YOUR OBJECTIVE
Reproduce word for word the part of the Virginia Tech–East Carolina game write-up between "Yah; they may" and "play. Go fig’?", inclusive.

EXTRACT
** BEGIN **

Your 100% FREE-view winning East Carolina Eye in the Sky:

#13 Virginia Tech=17, East Carolina=10

(Greenville, North Carolina): here is my eMail to Chris Coleman on Friday:

In an unusually candid behind the scenes look at how we kick things back and forth at techsideline.com off-MB to try to help coach each other up.

On Monday, buying 15 for VT-5 I had a -15oo payout.
Today, the $-Line is at VT-75o.
Does Vegas know something that I don’t?

(a source’s) language was: “much tougher” comparing E.C.U. to Appy.State.
That said, seems to me like the powers that be are a bit nervy about E.C.U.
Why is that?
Yah; they may get high-teens or low 20’s, and so what?
If VT gets 40 VT wins. Period.

I was gonna go with VT by say 43-17, or something pretty wide.
Am I straight trippin’?

I am getting feelers from all over (not just from source-A and source-B) that have me backing down a bit.

Or in other words………………..my sources are EPIC; and yah; I should have listened to them and backed down more than a little bit as they -not me- nailed this one right between the eyes. As VT trailed East Carolina for nearly 35 minutes on Saturday down in Greenville and could not quite put these upset minded Pirates or the Referees away.

However, film-study paints a very very different picture. VT was really only a couple of keep plays away from painting a Picasso on a day which saw our beloved Hokies out-gain E.C.U. by a stunning 296% and yet only win by one single play. Go fig’?

(EDITORS NOTE: hopefully, an early-game update is forthcoming, once I am mercifully granted film-study access to such)

1st quarter 8:45 remaining:
So Wilson shows us another Harry Houdini escape routine of a run (KO return in this case). The ball is blown dead on contact, right at the 40-yardline, where I have added a white sphere which indicates the beanbag that spots the ball. Then Wilson rolls nearly 3 yards downfield on his own dissipating momentum, and then #87 gutlessly blast my poor boy right on out on a kidney shot that was at least two seconds late. There were no less than the four uncalled personal fouls that I saw on E.C.U. in this one. Never had to say this in my near decade at TSL.com; however, outside of Miami in Lane in 2003; E.C.U. is one dirty dog football team, or a jealous team, or both. Take thy pick.

1st quarter 1:08 remaining :
Interesting amount of Qb-keepers on the Read Option or on scripted Qb draws from a Qb who although quite the physical presence, does not quite enjoy the reputation of a pure runner. So why did we let L.T. carry the mail 11 times, 10 of which were in the first-half alone:

  1. Stop me if you’ve heard this one before; however at 6`6“ and 256 lbs., L.T. is nothing short of an Adonis in cleats.
  2. Any L.T. carry is one less carry for my boy David Wilson who took an extraordinary amount of clean contact from numerous defenseless postures on the day.
  3. Running L.T. keeps the game-clock rolling and it also keeps the E.C.U. offense over on the E.C.U. bench.

(Editors Note: at this stage VT was on pace for a astonishing 36 penalties on the day with no less than six first quarter flags at this point. in the end, VT finished with 12 whistles bad for 92 yards in reverse which gift wrapped no less than 27% of all Pirate first-downs –and this just in: there are only 111 more shopping days until Christmas)

** END **

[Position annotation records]
** BEGIN **

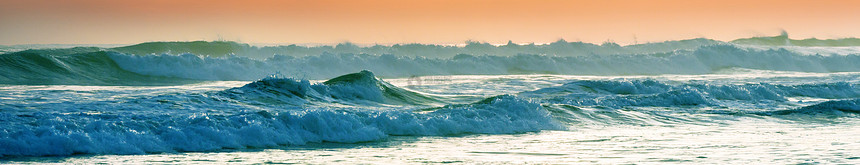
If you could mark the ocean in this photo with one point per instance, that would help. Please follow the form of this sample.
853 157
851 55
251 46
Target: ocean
694 101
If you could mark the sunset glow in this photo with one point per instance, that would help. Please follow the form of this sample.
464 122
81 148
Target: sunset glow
433 21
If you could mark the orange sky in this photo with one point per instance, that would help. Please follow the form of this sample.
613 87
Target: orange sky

** END **

RESPONSE TO THIS TASK
Yah; they may get high-teens or low 20’s, and so what?
If VT gets 40 VT wins. Period.

I was gonna go with VT by say 43-17, or something pretty wide.
Am I straight trippin’?

I am getting feelers from all over (not just from source-A and source-B) that have me backing down a bit.

Or in other words………………..my sources are EPIC; and yah; I should have listened to them and backed down more than a little bit as they -not me- nailed this one right between the eyes. As VT trailed East Carolina for nearly 35 minutes on Saturday down in Greenville and could not quite put these upset minded Pirates or the Referees away.

However, film-study paints a very very different picture. VT was really only a couple of keep plays away from painting a Picasso on a day which saw our beloved Hokies out-gain E.C.U. by a stunning 296% and yet only win by one single play. Go fig’?